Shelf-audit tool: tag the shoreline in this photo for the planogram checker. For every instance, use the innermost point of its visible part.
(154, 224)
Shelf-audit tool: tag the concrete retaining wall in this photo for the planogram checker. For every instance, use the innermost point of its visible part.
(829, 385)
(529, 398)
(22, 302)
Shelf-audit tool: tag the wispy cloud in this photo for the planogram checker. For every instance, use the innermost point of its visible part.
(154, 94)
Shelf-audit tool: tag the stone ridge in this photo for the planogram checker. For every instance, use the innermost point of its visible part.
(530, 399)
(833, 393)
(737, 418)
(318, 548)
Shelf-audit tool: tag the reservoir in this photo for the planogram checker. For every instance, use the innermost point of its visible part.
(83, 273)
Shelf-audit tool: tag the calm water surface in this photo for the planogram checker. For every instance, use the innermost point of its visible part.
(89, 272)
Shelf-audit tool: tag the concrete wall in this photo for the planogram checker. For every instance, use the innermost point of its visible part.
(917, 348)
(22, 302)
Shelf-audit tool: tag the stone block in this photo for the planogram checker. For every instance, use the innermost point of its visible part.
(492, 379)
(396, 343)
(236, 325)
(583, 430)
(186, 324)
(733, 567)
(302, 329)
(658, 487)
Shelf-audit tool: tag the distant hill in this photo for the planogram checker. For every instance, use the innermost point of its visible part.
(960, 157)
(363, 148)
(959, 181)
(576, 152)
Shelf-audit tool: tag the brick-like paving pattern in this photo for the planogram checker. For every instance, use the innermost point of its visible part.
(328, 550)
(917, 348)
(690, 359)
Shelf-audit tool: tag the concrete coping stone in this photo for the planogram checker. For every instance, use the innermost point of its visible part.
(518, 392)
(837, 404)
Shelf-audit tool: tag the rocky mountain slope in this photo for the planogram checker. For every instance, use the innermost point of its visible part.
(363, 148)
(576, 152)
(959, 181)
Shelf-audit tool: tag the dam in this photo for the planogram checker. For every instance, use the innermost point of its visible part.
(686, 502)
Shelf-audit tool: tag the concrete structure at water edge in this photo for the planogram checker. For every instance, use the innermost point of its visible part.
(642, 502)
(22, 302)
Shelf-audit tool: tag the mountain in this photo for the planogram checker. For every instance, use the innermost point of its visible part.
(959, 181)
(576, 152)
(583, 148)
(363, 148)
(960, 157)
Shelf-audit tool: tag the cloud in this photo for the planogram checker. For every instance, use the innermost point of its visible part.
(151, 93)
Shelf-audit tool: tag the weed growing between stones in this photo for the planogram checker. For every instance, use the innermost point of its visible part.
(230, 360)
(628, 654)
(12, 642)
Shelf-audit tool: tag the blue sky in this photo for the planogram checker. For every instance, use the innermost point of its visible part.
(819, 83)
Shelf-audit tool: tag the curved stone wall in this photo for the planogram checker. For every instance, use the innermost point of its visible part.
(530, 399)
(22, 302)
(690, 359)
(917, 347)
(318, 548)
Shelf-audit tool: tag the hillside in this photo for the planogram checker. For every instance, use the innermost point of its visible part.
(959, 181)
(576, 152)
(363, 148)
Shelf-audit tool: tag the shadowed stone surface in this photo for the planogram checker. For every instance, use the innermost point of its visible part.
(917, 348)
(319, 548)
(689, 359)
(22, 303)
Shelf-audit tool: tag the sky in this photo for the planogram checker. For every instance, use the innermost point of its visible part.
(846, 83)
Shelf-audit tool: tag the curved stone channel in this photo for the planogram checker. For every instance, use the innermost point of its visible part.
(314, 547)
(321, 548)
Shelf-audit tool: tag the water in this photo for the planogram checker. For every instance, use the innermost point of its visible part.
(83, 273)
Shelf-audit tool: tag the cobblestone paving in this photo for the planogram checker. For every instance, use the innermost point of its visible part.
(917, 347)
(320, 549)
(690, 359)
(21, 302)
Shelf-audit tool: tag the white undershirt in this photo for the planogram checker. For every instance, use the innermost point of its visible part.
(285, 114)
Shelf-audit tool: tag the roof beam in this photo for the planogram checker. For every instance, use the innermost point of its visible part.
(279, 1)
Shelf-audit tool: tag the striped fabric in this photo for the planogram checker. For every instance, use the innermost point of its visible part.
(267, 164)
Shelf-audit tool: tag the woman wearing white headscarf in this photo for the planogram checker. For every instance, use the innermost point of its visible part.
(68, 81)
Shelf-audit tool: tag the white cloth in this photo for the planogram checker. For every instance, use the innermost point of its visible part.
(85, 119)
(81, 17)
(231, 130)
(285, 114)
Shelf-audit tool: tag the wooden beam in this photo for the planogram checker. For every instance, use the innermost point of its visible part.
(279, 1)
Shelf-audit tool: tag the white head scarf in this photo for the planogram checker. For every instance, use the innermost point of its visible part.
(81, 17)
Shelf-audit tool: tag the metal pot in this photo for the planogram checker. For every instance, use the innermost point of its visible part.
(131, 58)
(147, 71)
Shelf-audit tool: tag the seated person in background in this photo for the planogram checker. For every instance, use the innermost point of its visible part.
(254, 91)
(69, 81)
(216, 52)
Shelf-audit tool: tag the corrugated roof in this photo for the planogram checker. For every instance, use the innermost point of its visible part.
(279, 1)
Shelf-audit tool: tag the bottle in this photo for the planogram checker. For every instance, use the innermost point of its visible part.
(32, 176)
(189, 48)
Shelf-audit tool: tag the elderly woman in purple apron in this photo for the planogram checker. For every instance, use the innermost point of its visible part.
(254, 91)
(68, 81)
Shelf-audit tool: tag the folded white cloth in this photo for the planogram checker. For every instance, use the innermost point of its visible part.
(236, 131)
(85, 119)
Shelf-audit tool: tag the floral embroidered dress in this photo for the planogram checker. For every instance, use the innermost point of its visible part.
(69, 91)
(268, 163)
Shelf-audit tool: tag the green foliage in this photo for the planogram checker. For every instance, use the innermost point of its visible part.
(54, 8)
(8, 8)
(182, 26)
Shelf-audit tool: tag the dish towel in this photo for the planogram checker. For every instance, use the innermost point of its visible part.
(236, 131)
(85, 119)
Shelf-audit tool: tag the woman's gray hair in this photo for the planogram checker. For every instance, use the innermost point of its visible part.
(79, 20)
++++
__SET TASK__
Starting at the line that contains "Shelf-audit tool: tag the floral", output each remaining line of the listing, the last line included, exactly as it appears.

__TASK RESULT__
Shelf-audit tool: tag the floral embroidered dress in this photo for the planogram checker. For every instance, use the innermost point of its visible part.
(69, 91)
(268, 163)
Shelf-audit tool: tag the green foliage in this photo for the planogram checker. For every instance, use the innermost point of its visible part.
(54, 8)
(8, 8)
(182, 26)
Shelf-audit tool: tag the dish towel in this photo for the planogram checker. For every instance, use the innermost point of its visible part.
(236, 131)
(85, 119)
Shelf-audit tool: tag the woman's gray hair in this photo for the planogram checker. For every instance, use the innermost point of its visible part.
(79, 20)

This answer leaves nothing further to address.